=== Listing ===

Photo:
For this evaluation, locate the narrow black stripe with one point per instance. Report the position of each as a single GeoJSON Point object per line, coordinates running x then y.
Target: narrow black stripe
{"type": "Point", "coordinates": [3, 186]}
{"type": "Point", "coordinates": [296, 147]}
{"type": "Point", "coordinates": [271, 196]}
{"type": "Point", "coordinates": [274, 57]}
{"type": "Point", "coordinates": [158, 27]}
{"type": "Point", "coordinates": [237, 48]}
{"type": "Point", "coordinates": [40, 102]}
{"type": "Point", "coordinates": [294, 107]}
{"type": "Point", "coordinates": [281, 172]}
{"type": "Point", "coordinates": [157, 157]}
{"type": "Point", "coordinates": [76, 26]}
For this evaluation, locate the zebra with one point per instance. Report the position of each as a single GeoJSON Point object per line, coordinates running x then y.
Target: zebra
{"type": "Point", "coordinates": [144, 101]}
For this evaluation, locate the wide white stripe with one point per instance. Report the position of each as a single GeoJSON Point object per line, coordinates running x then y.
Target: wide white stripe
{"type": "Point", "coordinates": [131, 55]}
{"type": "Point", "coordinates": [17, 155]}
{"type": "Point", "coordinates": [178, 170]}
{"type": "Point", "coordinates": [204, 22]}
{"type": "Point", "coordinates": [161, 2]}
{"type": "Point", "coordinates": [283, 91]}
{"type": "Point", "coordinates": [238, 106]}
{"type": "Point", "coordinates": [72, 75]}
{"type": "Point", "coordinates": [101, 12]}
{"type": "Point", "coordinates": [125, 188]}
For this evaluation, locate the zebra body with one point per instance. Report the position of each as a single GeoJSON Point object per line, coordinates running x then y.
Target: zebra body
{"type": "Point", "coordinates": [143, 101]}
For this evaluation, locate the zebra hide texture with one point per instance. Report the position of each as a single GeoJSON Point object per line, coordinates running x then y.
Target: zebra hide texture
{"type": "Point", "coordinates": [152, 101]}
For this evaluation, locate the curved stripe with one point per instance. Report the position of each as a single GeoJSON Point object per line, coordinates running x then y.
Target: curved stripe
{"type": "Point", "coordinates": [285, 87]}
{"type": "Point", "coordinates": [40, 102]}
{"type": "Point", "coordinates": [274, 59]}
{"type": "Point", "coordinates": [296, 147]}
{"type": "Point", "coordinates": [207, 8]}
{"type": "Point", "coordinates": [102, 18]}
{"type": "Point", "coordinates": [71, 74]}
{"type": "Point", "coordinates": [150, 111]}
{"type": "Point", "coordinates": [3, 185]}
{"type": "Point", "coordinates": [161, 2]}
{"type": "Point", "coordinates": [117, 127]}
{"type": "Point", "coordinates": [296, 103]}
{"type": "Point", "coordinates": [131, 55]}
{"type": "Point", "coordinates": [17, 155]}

===

▶ Objective
Copy out the full material exactly as it appears.

▶ Expected output
Photo:
For this evaluation, locate the narrow black stripe with one point per instance. Report the position of each as a single GeoJSON Point object per line, coordinates running x then y.
Target: narrow black stripe
{"type": "Point", "coordinates": [3, 186]}
{"type": "Point", "coordinates": [296, 147]}
{"type": "Point", "coordinates": [271, 196]}
{"type": "Point", "coordinates": [274, 57]}
{"type": "Point", "coordinates": [158, 27]}
{"type": "Point", "coordinates": [237, 48]}
{"type": "Point", "coordinates": [40, 102]}
{"type": "Point", "coordinates": [294, 107]}
{"type": "Point", "coordinates": [281, 172]}
{"type": "Point", "coordinates": [157, 157]}
{"type": "Point", "coordinates": [76, 26]}
For this evaluation, locate the zebra with one point per instance. Report the position of each as a single GeoJSON Point object per line, coordinates running x then y.
Target: zebra
{"type": "Point", "coordinates": [144, 101]}
For this evaluation, locate the wide white stripe with one point per instance. Report the position of each as a single GeoJSON Point object per line, coordinates running x then y.
Target: wide white stripe
{"type": "Point", "coordinates": [131, 55]}
{"type": "Point", "coordinates": [17, 155]}
{"type": "Point", "coordinates": [178, 170]}
{"type": "Point", "coordinates": [204, 22]}
{"type": "Point", "coordinates": [161, 2]}
{"type": "Point", "coordinates": [283, 91]}
{"type": "Point", "coordinates": [238, 106]}
{"type": "Point", "coordinates": [72, 75]}
{"type": "Point", "coordinates": [101, 12]}
{"type": "Point", "coordinates": [125, 188]}
For this evaluation, locate the zebra body with one point per instance. Report the position of each as a single GeoJSON Point object per line, coordinates running x then y.
Target: zebra body
{"type": "Point", "coordinates": [143, 101]}
For this evaluation, locate the zebra hide texture with one point per instance. Report the position of each as a single GeoJSON Point object per line, coordinates running x then y.
Target: zebra hide texture
{"type": "Point", "coordinates": [152, 101]}
For this evaluation, locate the curved stripe with one point per instance. Report the position of each as a single GeoJSON Point object per line, coordinates running x then y.
Target: curved stripe
{"type": "Point", "coordinates": [285, 87]}
{"type": "Point", "coordinates": [40, 102]}
{"type": "Point", "coordinates": [274, 59]}
{"type": "Point", "coordinates": [296, 147]}
{"type": "Point", "coordinates": [207, 8]}
{"type": "Point", "coordinates": [102, 18]}
{"type": "Point", "coordinates": [71, 74]}
{"type": "Point", "coordinates": [150, 111]}
{"type": "Point", "coordinates": [3, 185]}
{"type": "Point", "coordinates": [161, 2]}
{"type": "Point", "coordinates": [117, 127]}
{"type": "Point", "coordinates": [296, 103]}
{"type": "Point", "coordinates": [131, 55]}
{"type": "Point", "coordinates": [17, 155]}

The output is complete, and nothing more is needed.